-- start of Page extract --

In chemistry, chemical synthesis is a purposeful execution of chemical reactions to obtain a product, or several products. This happens by physical and chemical manipulations usually involving one or more reactions. In modern laboratory usage, this tends to imply that the process is reproducible, reliable, and established to work in multiple laboratories.
A chemical synthesis begins by selection of compounds that are known as reagents or reactants. Various reaction types can be applied to these to synthesize the product, or an intermediate product. This requires mixing the compounds in a reaction vessel such as a chemical reactor or a simple round-bottom flask. Many reactions require some form of work-up procedure before the final product is isolated. Synthesis can start with very simple compounds (such as various petroleum distillates) and work toward a complex one (total synthesis), or it can start with natural products from plants in which various portions of the desired end-product molecules (such as particular functional groups) are already conveniently assembled (semisynthesis). (Semisynthesis is often more cost-effective than total synthesis for industrial chemical products.)

-- end of Page extract --
-- start of Entries supplied --

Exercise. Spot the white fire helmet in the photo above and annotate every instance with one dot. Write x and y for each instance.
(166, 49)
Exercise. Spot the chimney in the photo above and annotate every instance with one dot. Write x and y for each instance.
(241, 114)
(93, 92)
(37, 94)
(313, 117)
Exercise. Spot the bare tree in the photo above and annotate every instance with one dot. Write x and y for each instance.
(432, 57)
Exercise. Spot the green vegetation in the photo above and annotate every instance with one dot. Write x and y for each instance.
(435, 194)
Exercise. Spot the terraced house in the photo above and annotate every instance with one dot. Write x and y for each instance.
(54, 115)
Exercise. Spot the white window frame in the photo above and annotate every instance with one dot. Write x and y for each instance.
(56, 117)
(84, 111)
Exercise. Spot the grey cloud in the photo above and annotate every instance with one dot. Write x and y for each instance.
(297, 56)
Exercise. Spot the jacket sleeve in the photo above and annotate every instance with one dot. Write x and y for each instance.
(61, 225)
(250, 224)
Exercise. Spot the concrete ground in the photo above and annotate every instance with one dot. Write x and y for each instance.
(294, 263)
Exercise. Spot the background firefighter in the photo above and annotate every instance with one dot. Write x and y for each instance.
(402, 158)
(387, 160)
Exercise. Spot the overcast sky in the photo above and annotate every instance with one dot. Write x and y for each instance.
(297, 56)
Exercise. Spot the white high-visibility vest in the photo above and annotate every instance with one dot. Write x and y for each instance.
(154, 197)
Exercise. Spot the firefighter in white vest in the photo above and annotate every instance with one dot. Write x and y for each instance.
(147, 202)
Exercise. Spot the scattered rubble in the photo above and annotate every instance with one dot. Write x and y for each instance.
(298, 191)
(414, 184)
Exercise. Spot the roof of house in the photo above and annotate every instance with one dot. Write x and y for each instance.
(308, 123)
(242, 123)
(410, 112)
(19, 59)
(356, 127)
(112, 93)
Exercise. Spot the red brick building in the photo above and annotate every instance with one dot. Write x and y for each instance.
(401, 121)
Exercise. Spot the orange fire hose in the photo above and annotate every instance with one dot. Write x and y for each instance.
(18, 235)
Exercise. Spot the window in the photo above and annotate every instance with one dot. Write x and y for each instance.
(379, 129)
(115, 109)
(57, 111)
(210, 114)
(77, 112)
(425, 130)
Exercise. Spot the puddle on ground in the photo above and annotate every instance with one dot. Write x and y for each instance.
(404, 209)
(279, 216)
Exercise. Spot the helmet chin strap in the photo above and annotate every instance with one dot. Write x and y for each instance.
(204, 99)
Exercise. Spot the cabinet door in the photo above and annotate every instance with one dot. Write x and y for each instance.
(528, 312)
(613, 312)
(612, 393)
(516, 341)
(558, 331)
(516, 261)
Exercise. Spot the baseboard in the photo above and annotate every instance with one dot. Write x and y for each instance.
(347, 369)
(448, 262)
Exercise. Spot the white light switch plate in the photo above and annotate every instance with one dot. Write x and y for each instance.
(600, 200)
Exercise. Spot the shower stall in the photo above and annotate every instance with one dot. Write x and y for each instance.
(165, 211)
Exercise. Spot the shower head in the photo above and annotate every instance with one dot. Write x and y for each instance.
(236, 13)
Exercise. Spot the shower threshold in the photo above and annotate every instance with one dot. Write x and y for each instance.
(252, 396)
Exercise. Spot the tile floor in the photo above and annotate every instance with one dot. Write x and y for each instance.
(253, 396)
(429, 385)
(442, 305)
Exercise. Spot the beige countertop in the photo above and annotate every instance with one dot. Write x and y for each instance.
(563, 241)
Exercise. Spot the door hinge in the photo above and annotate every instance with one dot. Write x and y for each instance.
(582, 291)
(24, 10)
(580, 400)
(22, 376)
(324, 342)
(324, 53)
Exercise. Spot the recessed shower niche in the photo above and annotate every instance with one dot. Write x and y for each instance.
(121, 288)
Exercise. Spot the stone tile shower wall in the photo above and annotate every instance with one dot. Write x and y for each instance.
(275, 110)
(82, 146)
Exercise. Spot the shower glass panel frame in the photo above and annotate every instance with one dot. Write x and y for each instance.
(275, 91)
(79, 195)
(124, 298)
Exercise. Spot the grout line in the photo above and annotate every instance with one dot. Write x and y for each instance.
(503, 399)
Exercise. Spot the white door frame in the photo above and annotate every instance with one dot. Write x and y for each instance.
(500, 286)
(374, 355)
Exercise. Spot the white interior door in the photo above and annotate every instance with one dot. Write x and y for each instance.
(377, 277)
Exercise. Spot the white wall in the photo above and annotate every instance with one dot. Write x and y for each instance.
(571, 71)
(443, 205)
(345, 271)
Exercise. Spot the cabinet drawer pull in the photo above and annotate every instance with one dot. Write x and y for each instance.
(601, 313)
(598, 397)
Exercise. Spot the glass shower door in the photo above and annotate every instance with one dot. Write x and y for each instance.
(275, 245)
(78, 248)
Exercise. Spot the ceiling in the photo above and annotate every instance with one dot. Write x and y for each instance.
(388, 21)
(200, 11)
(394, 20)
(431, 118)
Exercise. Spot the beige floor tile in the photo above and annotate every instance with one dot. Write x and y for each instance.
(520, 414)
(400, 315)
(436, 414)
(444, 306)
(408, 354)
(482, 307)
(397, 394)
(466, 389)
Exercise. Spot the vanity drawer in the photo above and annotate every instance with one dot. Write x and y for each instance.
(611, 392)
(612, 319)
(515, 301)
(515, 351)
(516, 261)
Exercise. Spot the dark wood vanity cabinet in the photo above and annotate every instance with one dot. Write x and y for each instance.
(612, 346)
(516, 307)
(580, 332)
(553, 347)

-- end of Entries supplied --

_Requirement_.
Please restate the chemical synthesis text from "In chemistry, chemical" to "in multiple laboratories.", swapping "reproducible" for "repeatable".

_Task solution_.
In chemistry, chemical synthesis is a purposeful execution of chemical reactions to obtain a product, or several products. This happens by physical and chemical manipulations usually involving one or more reactions. In modern laboratory usage, this tends to imply that the process is repeatable, reliable, and established to work in multiple laboratories.